Director: George Schneevoigt
Cast: Mona Martenson, Peter Malberg

(USDVD release date: )

Laila (Mona Martenson) is a Norwegian orphan who, after several complicated and deadly circumstances, is adopted and raised by a reindeer-rich family of Lapps, a nomadic people of the far north. She falls in love with a Norwegian merchant whom she doesn’t realize is her cousin, but that’s not the problem. The problem is that everyone is wary of love across ethnic lines, although the plot has secretly solved this by having Laila believe she’s a Lapp when she’s not. So the story isn’t quite ready to cross that boundary (unlike, say, the Hollywood western The Squaw Man), although the merchant is ready to marry Laila before he realizes they’re from the same family anyway.


As Laila’s adoptive father, Peter Malberg is as striking and distinguished a screen presence as Martenson is radiantly young and beautiful. Indeed, all the actors register, including Tryggve Larssen as an avuncular Charley Grapewin-ish Lapp who does all the heavy plot-lifting. The strong, tender feelings of love and jealousy that various characters have for each other, including the hero’s lovely sister and the Lapp man engaged to Laila, make this silent drama an emotional display of pensive close-ups amid the splendors of the various locales. It’s also got action-packed scenes of being chased by wolves and going over waterfalls and such antics, but the dominant tone is one of lyricism and harsh beauty.

TO DO:
**A)** In the film review, which actor plays Laila's adoptive father?
**B)** Pick up the film review where it stops and continue writing it.

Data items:
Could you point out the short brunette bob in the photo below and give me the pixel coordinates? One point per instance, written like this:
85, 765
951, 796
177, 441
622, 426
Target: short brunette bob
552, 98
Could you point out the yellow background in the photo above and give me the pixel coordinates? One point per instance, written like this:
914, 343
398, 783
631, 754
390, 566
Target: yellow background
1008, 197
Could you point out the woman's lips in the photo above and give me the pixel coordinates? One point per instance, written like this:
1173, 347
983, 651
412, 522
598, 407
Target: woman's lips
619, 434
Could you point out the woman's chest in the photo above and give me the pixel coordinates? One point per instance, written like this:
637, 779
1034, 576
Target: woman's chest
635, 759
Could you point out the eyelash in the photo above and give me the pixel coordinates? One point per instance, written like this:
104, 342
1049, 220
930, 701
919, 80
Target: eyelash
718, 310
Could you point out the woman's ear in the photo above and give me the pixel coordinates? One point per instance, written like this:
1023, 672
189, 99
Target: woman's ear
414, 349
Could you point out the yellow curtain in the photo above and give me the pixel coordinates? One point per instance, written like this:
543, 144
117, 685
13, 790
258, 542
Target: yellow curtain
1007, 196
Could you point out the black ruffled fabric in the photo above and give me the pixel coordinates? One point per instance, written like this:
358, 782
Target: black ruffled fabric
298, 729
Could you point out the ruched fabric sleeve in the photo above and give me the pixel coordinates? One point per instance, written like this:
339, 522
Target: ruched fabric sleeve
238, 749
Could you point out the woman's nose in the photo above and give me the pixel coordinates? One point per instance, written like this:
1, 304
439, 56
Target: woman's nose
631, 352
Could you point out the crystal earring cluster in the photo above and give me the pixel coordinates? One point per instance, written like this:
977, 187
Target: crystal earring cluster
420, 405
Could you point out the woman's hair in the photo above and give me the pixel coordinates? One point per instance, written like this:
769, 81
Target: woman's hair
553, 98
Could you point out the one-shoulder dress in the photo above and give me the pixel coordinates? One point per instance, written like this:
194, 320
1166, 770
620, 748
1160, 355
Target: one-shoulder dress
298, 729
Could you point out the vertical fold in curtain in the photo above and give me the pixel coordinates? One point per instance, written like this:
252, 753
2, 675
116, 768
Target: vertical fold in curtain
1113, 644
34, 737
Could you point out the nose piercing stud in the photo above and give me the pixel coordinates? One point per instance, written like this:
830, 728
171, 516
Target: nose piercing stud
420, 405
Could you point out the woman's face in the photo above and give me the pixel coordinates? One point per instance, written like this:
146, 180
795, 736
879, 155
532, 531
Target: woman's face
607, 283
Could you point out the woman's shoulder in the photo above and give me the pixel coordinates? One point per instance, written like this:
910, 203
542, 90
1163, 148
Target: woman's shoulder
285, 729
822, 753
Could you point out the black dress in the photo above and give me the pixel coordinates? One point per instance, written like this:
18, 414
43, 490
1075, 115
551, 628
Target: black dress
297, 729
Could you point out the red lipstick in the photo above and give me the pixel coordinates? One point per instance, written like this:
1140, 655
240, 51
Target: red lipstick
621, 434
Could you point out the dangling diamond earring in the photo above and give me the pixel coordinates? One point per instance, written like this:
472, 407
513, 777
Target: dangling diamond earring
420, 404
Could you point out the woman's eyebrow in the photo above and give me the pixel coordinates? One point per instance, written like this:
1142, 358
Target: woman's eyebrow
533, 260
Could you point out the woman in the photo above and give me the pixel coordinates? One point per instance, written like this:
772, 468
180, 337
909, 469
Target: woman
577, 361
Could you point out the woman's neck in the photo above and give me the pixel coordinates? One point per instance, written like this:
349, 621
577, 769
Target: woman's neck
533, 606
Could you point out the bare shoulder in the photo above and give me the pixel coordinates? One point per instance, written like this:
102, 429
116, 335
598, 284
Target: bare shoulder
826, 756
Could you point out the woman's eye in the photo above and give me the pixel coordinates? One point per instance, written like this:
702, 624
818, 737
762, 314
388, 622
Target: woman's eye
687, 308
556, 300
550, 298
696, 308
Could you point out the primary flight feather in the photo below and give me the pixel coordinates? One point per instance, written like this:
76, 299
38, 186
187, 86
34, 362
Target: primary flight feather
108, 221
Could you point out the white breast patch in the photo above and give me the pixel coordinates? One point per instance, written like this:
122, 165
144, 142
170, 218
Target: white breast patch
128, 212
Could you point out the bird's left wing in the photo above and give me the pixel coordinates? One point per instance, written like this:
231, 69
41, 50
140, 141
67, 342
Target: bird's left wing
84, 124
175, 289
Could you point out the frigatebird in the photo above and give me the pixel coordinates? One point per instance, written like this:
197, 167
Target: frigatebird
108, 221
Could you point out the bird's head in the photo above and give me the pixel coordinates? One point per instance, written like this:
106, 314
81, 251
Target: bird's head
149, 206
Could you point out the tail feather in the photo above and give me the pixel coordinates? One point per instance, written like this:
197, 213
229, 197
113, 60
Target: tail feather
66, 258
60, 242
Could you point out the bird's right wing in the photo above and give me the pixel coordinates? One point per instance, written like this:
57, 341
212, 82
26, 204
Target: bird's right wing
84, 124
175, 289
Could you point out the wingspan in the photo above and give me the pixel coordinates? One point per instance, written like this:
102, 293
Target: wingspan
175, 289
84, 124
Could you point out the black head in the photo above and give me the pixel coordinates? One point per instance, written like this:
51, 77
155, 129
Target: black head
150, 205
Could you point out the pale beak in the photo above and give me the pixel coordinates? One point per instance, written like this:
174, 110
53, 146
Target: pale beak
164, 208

OUTPUTS IN ORDER:
**A)** Peter Malberg

**B)**
  
This restoration of a Norwegian silent classic, based on a classic Norwegian novel (all mostly unknown outside Norway), is for the most part beautifully sharp, which makes a great difference when appreciating the subtle facial expressions and the picturesque compositions. Robert Israel provides the piano score. The movie draws you in with the kind of spell only silent films can have. If some gestures seem “old-fashioned”, it’s only appropriate for this glimpse of a forgotten time and place.


The extras on the DVD are only photos, while an excellent booklet gives the history of this project and those involved, including director Schneevoigt, who made a talkie remake. There have been other remakes and similar romantic/exotic films about the Lapp people, which makes one’s mouth water in futility for a Lappland boxed set, or a history of Norwegian cinema.